Rewrite the listing below, swapping "light shade" for "lampshade" wherever it occurs and changing nothing else. Leave the pictures out of your version.
::::::::::
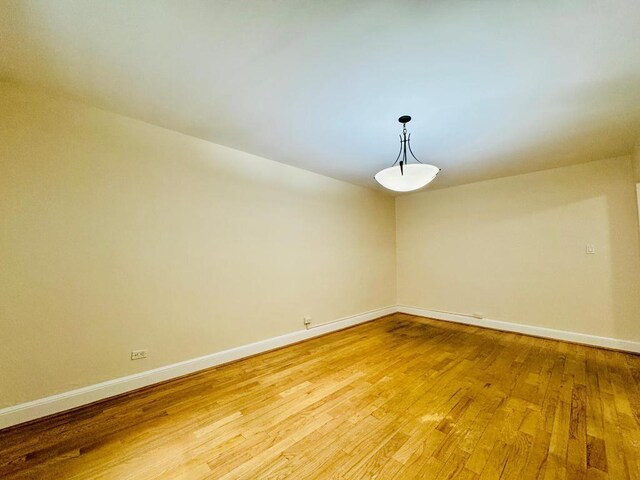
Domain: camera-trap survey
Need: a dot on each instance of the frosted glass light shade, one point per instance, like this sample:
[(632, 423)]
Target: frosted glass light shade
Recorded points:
[(416, 175)]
::::::::::
* _Reply to the task_
Domain: camera-trap survey
Need: a dot on each instance of the frosted glass lampshade, one point per instance, like this sample:
[(632, 423)]
Target: frosted glass lampshade
Recorded points:
[(416, 175)]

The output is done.